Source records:
— Begin —
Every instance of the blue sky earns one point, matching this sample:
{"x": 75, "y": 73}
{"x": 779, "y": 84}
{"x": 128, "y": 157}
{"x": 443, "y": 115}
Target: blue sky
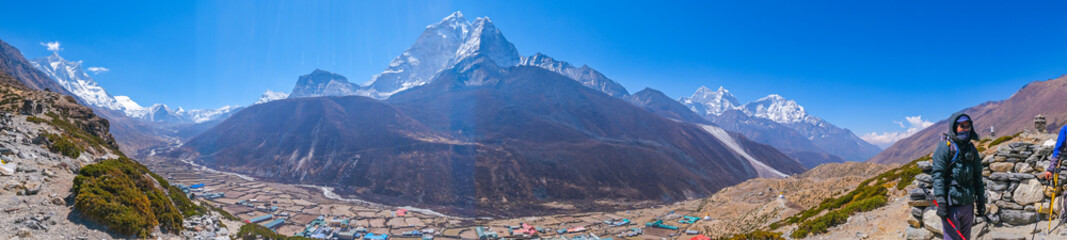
{"x": 858, "y": 64}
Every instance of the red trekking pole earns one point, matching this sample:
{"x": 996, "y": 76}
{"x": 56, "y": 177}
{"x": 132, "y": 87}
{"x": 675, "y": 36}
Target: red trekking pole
{"x": 946, "y": 219}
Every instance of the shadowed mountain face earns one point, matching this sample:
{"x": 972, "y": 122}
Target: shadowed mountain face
{"x": 1007, "y": 116}
{"x": 480, "y": 140}
{"x": 15, "y": 65}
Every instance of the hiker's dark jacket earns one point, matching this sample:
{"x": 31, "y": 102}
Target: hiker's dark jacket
{"x": 957, "y": 181}
{"x": 1058, "y": 149}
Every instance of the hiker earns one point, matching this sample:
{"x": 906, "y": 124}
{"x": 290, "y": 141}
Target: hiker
{"x": 957, "y": 178}
{"x": 1054, "y": 159}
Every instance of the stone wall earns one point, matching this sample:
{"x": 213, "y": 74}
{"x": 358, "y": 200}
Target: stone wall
{"x": 1014, "y": 190}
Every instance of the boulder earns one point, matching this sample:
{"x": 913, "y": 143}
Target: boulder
{"x": 920, "y": 203}
{"x": 925, "y": 165}
{"x": 1044, "y": 208}
{"x": 918, "y": 234}
{"x": 1029, "y": 192}
{"x": 924, "y": 178}
{"x": 1041, "y": 165}
{"x": 1022, "y": 176}
{"x": 914, "y": 222}
{"x": 1005, "y": 236}
{"x": 8, "y": 169}
{"x": 917, "y": 194}
{"x": 1002, "y": 166}
{"x": 1000, "y": 176}
{"x": 1008, "y": 205}
{"x": 932, "y": 222}
{"x": 998, "y": 186}
{"x": 1017, "y": 218}
{"x": 992, "y": 195}
{"x": 1023, "y": 168}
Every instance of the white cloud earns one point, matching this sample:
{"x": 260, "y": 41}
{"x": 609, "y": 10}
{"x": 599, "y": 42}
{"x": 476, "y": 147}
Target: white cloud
{"x": 52, "y": 46}
{"x": 914, "y": 124}
{"x": 97, "y": 70}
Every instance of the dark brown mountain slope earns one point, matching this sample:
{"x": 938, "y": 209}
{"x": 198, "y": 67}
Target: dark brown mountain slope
{"x": 1007, "y": 116}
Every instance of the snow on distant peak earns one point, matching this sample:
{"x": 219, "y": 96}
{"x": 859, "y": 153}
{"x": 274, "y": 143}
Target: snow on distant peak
{"x": 487, "y": 40}
{"x": 129, "y": 107}
{"x": 271, "y": 95}
{"x": 778, "y": 109}
{"x": 587, "y": 76}
{"x": 705, "y": 101}
{"x": 201, "y": 115}
{"x": 70, "y": 75}
{"x": 419, "y": 63}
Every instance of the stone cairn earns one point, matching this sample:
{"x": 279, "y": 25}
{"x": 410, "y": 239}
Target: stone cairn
{"x": 1014, "y": 190}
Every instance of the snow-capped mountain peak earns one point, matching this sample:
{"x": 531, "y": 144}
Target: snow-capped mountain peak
{"x": 271, "y": 95}
{"x": 70, "y": 75}
{"x": 487, "y": 40}
{"x": 705, "y": 101}
{"x": 778, "y": 109}
{"x": 587, "y": 76}
{"x": 434, "y": 49}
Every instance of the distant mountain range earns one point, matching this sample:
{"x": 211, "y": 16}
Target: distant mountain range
{"x": 771, "y": 120}
{"x": 464, "y": 93}
{"x": 1007, "y": 117}
{"x": 783, "y": 124}
{"x": 74, "y": 79}
{"x": 486, "y": 132}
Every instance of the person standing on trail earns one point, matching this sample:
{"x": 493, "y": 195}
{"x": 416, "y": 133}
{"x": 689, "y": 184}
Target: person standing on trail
{"x": 1054, "y": 159}
{"x": 957, "y": 178}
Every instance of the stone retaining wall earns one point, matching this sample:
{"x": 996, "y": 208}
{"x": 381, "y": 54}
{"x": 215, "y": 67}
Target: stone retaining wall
{"x": 1014, "y": 190}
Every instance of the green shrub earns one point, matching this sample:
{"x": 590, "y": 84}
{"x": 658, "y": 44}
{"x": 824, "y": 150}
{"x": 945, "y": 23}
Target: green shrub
{"x": 63, "y": 145}
{"x": 869, "y": 195}
{"x": 224, "y": 213}
{"x": 252, "y": 232}
{"x": 758, "y": 235}
{"x": 118, "y": 194}
{"x": 1001, "y": 140}
{"x": 76, "y": 132}
{"x": 35, "y": 120}
{"x": 187, "y": 206}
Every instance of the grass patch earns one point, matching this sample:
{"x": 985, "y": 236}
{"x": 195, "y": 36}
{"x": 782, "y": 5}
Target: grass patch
{"x": 76, "y": 132}
{"x": 759, "y": 235}
{"x": 1001, "y": 140}
{"x": 224, "y": 213}
{"x": 252, "y": 232}
{"x": 869, "y": 195}
{"x": 63, "y": 145}
{"x": 120, "y": 194}
{"x": 35, "y": 120}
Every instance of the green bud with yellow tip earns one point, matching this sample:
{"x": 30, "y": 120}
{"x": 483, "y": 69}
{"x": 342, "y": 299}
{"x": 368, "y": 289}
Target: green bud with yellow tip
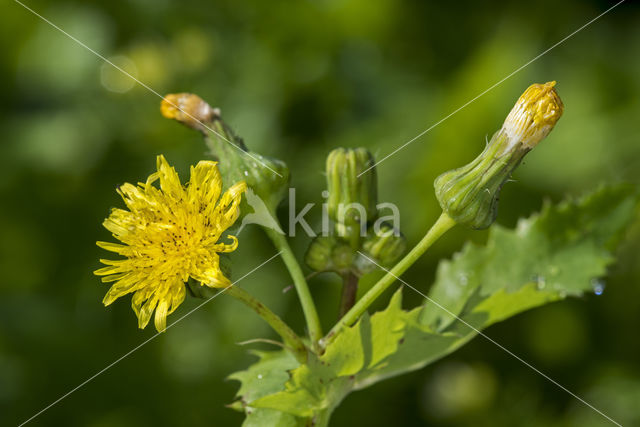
{"x": 352, "y": 197}
{"x": 469, "y": 195}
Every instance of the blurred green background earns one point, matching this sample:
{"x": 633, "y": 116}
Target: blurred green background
{"x": 297, "y": 79}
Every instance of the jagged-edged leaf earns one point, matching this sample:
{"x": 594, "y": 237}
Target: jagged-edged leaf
{"x": 546, "y": 258}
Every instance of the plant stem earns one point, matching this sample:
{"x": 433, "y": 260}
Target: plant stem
{"x": 349, "y": 292}
{"x": 290, "y": 338}
{"x": 441, "y": 226}
{"x": 308, "y": 306}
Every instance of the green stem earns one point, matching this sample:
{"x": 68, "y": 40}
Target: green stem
{"x": 441, "y": 226}
{"x": 290, "y": 338}
{"x": 349, "y": 292}
{"x": 308, "y": 306}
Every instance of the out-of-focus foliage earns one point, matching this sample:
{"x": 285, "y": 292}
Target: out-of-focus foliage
{"x": 297, "y": 79}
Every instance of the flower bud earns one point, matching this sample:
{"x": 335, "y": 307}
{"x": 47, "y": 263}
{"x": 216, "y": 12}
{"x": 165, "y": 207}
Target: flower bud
{"x": 268, "y": 178}
{"x": 384, "y": 246}
{"x": 352, "y": 198}
{"x": 469, "y": 195}
{"x": 327, "y": 253}
{"x": 188, "y": 109}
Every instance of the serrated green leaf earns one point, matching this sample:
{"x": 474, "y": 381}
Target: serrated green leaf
{"x": 545, "y": 258}
{"x": 271, "y": 418}
{"x": 268, "y": 375}
{"x": 560, "y": 251}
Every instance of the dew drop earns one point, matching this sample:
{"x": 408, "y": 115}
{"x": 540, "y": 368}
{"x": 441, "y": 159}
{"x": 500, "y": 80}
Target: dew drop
{"x": 539, "y": 280}
{"x": 598, "y": 286}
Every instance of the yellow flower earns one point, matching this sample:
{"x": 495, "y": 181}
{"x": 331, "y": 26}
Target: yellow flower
{"x": 169, "y": 234}
{"x": 534, "y": 115}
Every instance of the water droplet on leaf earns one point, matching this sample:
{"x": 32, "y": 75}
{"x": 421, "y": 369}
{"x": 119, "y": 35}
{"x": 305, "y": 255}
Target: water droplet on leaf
{"x": 598, "y": 286}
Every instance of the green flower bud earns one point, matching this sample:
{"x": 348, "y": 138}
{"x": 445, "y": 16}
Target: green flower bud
{"x": 267, "y": 177}
{"x": 350, "y": 196}
{"x": 469, "y": 195}
{"x": 327, "y": 253}
{"x": 385, "y": 247}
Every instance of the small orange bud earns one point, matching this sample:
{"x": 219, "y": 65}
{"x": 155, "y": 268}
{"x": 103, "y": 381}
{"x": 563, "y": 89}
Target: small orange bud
{"x": 188, "y": 109}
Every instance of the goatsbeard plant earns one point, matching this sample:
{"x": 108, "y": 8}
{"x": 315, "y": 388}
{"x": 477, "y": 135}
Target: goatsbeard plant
{"x": 176, "y": 239}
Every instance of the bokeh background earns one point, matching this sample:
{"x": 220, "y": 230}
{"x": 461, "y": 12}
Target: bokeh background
{"x": 297, "y": 79}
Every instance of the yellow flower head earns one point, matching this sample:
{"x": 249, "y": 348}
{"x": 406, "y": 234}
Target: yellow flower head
{"x": 169, "y": 234}
{"x": 534, "y": 115}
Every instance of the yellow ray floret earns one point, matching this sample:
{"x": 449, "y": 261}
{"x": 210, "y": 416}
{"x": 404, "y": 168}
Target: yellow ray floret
{"x": 169, "y": 234}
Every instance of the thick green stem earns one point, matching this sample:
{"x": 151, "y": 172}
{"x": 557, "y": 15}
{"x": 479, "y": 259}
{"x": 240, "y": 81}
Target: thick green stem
{"x": 349, "y": 292}
{"x": 441, "y": 226}
{"x": 290, "y": 338}
{"x": 300, "y": 282}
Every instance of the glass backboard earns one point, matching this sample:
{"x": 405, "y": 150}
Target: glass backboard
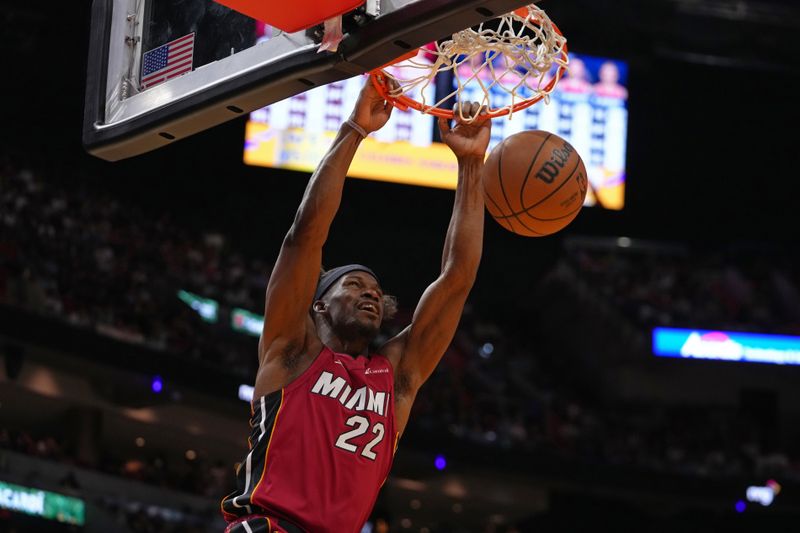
{"x": 162, "y": 70}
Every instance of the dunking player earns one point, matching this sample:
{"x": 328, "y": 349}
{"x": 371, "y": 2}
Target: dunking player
{"x": 327, "y": 414}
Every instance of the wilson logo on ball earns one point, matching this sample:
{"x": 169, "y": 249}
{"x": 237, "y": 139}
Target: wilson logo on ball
{"x": 534, "y": 183}
{"x": 558, "y": 158}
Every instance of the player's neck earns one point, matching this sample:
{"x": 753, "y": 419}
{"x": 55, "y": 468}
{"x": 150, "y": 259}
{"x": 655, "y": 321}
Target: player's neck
{"x": 343, "y": 339}
{"x": 352, "y": 347}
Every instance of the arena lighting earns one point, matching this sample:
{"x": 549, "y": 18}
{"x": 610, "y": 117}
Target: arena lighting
{"x": 207, "y": 308}
{"x": 486, "y": 350}
{"x": 764, "y": 495}
{"x": 246, "y": 393}
{"x": 244, "y": 321}
{"x": 726, "y": 346}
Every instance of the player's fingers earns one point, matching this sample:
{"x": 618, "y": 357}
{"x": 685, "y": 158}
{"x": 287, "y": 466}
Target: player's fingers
{"x": 444, "y": 125}
{"x": 458, "y": 110}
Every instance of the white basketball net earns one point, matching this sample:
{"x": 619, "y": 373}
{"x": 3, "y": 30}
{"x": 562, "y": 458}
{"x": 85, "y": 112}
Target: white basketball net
{"x": 506, "y": 67}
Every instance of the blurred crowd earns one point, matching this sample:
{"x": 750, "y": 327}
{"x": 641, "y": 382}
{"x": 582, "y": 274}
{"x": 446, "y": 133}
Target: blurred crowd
{"x": 196, "y": 475}
{"x": 743, "y": 288}
{"x": 97, "y": 262}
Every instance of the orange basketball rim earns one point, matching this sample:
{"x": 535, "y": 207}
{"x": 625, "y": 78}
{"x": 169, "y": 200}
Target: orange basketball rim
{"x": 506, "y": 64}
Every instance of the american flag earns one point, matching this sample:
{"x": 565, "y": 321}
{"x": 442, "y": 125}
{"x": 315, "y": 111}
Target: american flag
{"x": 167, "y": 61}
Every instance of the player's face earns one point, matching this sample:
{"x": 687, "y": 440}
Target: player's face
{"x": 357, "y": 302}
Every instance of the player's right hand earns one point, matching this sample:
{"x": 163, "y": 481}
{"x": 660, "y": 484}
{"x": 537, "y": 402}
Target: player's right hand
{"x": 371, "y": 111}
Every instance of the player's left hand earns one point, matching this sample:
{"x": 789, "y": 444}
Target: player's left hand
{"x": 371, "y": 111}
{"x": 470, "y": 135}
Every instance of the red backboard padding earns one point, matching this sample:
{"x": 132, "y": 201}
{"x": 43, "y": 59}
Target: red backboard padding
{"x": 292, "y": 15}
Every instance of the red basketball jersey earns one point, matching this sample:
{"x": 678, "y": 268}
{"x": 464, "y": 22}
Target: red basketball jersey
{"x": 321, "y": 447}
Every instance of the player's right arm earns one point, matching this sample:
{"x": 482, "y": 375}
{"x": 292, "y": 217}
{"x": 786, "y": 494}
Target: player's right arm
{"x": 296, "y": 272}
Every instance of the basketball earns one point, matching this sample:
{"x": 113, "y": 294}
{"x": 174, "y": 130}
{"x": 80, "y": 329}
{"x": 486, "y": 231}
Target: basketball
{"x": 534, "y": 183}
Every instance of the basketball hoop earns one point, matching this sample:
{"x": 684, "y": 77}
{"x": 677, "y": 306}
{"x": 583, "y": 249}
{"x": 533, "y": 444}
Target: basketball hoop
{"x": 506, "y": 64}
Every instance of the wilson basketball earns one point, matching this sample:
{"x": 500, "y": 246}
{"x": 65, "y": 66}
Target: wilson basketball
{"x": 534, "y": 183}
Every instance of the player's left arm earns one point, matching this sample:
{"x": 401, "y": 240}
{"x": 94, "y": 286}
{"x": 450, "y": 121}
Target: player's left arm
{"x": 417, "y": 350}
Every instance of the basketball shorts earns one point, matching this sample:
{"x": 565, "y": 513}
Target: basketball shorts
{"x": 262, "y": 524}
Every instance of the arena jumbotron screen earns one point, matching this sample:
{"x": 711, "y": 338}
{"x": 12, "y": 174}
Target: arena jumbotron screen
{"x": 588, "y": 108}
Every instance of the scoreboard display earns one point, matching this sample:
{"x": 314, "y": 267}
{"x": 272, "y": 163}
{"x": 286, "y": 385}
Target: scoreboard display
{"x": 588, "y": 108}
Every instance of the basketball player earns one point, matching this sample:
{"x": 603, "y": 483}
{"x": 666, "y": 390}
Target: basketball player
{"x": 327, "y": 413}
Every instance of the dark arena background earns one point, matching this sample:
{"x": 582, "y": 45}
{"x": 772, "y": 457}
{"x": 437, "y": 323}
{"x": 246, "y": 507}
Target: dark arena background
{"x": 127, "y": 288}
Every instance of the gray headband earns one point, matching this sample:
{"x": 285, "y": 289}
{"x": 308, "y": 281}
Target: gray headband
{"x": 330, "y": 277}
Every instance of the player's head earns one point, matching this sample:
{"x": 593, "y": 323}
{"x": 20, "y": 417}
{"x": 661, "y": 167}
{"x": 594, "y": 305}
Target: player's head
{"x": 350, "y": 299}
— End —
> **Exercise**: Reproduce word for word the records above, from the line containing "Every instance of the basketball shorts" through the end of the records.

> **The solution**:
Every instance of the basketball shorts earns one point, matching this sample:
{"x": 565, "y": 513}
Target: basketball shorts
{"x": 262, "y": 524}
Every instance of the arena jumbotron screen earns one point, matching this sample:
{"x": 711, "y": 338}
{"x": 12, "y": 174}
Target: arena jumbotron screen
{"x": 588, "y": 108}
Every instance of the scoreboard display earns one point, matching this sample:
{"x": 314, "y": 267}
{"x": 272, "y": 163}
{"x": 286, "y": 385}
Target: scoreboard display
{"x": 588, "y": 108}
Every instance of the basketball player earns one point, matching this sample:
{"x": 603, "y": 483}
{"x": 666, "y": 390}
Target: basketball player
{"x": 327, "y": 413}
Every instance of the dark arena background earns one point, matching this sample:
{"x": 582, "y": 45}
{"x": 772, "y": 457}
{"x": 437, "y": 323}
{"x": 246, "y": 507}
Target: dark arena background
{"x": 127, "y": 288}
Every instance of the gray headband earns one point, matching this sample:
{"x": 285, "y": 289}
{"x": 308, "y": 281}
Target: gray headband
{"x": 330, "y": 277}
Every instance of the player's head earns one point, matching this sample:
{"x": 593, "y": 323}
{"x": 20, "y": 417}
{"x": 661, "y": 167}
{"x": 594, "y": 305}
Target: player's head
{"x": 350, "y": 299}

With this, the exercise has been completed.